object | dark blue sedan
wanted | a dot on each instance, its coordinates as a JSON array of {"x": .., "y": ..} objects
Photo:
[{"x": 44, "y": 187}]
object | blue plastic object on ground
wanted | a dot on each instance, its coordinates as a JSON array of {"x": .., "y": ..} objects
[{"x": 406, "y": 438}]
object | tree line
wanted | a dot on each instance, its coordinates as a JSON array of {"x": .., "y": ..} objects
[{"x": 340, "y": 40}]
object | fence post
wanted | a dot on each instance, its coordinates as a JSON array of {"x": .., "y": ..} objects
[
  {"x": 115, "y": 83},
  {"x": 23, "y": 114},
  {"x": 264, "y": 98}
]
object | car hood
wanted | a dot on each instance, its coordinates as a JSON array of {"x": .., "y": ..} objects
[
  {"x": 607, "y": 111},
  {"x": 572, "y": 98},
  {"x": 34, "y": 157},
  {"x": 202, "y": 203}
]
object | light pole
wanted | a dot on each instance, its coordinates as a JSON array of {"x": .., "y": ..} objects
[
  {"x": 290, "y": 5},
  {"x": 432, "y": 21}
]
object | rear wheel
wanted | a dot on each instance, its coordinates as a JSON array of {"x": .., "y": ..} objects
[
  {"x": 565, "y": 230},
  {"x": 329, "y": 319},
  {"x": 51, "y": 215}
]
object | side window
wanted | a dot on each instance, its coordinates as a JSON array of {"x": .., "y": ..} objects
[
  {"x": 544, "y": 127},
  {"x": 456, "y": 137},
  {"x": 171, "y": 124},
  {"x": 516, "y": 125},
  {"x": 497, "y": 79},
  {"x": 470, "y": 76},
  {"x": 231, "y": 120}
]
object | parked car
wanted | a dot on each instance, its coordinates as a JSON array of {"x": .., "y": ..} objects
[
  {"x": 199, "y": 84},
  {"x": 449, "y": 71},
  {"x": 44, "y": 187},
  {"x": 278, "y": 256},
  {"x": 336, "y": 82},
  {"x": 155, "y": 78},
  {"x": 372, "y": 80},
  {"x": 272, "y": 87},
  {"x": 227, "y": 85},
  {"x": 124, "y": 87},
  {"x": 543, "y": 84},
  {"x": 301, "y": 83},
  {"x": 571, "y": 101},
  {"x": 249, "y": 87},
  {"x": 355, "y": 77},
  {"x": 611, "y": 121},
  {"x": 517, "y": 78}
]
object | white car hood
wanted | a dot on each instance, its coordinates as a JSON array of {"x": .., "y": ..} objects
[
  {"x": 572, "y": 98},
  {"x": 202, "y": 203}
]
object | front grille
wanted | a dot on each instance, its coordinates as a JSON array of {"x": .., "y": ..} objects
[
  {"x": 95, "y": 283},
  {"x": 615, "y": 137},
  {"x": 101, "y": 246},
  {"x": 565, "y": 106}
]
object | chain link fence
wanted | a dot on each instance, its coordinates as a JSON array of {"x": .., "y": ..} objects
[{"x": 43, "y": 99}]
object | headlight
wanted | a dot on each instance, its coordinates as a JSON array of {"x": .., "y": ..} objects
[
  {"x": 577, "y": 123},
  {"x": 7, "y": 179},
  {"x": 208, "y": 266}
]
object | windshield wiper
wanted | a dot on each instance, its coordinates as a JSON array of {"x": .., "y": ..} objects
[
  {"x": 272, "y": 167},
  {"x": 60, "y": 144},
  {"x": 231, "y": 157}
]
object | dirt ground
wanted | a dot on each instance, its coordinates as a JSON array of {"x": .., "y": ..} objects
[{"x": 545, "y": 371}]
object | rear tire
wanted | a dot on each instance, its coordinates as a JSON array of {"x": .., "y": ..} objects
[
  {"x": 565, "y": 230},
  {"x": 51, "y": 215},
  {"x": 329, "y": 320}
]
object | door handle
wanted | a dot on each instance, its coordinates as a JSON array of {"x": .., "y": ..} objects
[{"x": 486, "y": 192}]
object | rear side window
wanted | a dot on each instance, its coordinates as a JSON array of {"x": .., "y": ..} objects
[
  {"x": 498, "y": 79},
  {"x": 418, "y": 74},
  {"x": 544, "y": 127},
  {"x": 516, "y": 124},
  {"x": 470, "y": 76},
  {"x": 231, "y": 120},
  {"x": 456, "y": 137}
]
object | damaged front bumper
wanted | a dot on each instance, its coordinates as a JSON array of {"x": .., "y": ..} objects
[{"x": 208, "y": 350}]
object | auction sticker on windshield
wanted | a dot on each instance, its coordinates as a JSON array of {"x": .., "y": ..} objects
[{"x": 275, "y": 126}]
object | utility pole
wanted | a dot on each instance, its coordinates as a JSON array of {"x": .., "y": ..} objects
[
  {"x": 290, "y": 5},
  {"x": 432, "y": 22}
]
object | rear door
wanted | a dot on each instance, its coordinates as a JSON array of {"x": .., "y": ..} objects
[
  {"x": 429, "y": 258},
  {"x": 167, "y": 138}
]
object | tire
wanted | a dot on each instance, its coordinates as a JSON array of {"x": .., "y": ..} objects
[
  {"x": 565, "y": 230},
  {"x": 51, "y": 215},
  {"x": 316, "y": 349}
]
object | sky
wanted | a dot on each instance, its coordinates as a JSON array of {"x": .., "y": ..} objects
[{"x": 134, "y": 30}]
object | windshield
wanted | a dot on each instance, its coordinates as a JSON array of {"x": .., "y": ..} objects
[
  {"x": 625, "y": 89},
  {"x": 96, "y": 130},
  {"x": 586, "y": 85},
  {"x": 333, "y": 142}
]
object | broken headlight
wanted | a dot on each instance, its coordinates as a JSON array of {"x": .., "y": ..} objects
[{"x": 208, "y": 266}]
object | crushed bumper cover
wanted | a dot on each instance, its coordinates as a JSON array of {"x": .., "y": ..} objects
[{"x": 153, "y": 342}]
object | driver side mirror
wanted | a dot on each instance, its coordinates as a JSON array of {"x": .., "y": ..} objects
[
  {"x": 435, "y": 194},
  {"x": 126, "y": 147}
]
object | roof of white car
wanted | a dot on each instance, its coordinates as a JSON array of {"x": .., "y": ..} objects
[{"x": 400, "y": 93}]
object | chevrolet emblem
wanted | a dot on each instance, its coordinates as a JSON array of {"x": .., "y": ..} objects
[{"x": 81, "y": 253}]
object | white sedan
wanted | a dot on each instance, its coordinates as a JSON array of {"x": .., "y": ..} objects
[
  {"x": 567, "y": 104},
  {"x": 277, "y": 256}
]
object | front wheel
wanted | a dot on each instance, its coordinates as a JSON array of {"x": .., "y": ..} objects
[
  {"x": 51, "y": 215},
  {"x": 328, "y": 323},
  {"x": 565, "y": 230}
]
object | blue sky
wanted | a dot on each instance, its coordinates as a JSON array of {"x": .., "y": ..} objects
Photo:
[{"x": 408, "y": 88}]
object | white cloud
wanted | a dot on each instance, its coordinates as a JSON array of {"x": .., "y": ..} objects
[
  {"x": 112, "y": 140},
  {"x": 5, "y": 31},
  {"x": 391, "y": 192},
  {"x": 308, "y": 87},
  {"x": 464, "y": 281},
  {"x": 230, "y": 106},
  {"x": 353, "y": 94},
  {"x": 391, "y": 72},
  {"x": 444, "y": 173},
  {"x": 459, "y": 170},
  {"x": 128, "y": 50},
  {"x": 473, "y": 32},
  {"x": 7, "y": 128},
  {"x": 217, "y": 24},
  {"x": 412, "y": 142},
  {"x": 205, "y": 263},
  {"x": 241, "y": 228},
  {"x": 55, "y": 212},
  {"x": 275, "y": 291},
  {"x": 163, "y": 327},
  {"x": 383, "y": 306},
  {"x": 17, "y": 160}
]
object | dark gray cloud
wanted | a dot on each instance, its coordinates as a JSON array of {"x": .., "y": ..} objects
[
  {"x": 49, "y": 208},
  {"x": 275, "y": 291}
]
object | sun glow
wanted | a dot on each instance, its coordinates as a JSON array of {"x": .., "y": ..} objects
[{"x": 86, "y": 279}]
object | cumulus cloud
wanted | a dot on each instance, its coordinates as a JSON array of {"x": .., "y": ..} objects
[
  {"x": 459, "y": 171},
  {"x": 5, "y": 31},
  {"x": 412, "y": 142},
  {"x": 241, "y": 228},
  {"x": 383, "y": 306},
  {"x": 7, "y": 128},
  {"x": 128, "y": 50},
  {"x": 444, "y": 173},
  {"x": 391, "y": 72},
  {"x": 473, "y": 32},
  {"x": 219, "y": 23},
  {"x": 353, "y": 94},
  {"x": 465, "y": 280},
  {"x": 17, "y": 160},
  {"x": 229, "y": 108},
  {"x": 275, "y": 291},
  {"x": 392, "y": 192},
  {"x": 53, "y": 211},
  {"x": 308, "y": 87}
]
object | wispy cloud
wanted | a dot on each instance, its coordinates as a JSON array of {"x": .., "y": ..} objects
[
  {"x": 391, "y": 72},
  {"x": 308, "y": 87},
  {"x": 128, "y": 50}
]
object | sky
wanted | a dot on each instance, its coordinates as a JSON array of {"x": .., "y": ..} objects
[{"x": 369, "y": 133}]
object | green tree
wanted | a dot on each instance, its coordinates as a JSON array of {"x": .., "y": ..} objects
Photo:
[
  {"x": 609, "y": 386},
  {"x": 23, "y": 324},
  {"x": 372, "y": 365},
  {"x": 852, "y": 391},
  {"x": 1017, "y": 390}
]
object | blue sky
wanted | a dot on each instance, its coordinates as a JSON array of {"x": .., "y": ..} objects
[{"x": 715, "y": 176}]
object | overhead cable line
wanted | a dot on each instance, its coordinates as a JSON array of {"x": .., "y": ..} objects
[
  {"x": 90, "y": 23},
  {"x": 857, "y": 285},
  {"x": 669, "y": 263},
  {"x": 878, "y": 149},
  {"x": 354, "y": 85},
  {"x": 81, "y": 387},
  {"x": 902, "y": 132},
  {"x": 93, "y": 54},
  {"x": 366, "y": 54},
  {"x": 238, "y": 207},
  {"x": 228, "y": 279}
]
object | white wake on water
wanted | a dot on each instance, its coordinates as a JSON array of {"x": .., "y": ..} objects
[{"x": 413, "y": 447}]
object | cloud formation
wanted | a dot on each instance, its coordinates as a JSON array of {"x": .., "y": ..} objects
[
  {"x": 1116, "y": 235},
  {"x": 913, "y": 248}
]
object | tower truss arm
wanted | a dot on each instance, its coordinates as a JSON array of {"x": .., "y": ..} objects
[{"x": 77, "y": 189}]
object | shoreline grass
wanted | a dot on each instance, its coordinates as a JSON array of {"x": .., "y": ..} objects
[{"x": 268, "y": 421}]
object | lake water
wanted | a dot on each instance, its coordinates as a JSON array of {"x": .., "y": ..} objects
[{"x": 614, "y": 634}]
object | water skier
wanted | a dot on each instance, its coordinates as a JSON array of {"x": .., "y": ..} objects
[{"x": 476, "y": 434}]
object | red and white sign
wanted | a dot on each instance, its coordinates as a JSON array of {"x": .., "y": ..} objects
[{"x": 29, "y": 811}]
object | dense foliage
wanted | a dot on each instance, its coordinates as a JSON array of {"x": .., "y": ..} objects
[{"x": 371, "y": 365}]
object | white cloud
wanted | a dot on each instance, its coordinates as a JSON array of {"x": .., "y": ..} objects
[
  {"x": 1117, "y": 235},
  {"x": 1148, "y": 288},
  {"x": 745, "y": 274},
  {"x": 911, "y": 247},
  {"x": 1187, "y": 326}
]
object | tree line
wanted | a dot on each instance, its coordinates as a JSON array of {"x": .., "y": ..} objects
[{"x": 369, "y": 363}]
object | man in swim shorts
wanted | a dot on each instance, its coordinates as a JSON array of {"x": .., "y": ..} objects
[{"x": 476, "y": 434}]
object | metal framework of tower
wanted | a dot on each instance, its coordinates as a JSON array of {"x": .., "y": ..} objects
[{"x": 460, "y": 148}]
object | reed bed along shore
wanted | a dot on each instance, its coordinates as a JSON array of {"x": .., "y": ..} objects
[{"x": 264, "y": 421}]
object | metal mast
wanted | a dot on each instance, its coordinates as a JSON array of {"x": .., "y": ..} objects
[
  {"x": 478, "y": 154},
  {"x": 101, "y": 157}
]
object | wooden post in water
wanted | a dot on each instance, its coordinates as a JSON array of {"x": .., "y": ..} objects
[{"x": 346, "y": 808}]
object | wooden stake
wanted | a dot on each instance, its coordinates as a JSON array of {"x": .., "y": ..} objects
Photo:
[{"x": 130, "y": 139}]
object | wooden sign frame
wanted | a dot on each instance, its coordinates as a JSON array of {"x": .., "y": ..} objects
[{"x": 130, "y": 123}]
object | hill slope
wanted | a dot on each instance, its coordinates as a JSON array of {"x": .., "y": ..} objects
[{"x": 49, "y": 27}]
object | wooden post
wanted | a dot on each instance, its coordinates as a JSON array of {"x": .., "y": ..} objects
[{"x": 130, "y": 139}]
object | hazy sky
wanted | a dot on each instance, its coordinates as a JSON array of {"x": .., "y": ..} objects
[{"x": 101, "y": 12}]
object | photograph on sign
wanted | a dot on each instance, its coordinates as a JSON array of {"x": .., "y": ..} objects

-- Prompt --
Look back at the entries above and repeat, unchanged, every line from the line holding "object | wooden sign frame" through the line holding "object | hazy sky".

-- Exercise solution --
object | wooden sign frame
wanted | a dot on each instance, its coordinates as a JSON array of {"x": .., "y": ..} objects
[{"x": 130, "y": 123}]
object | hill slope
wanted | a dot on each instance, its coordinates as a JSON array of {"x": .., "y": ..} objects
[{"x": 49, "y": 27}]
object | wooden post
wanted | a dot on each instance, its coordinates as a JSON array of {"x": .., "y": ..} objects
[{"x": 130, "y": 139}]
object | hazy sky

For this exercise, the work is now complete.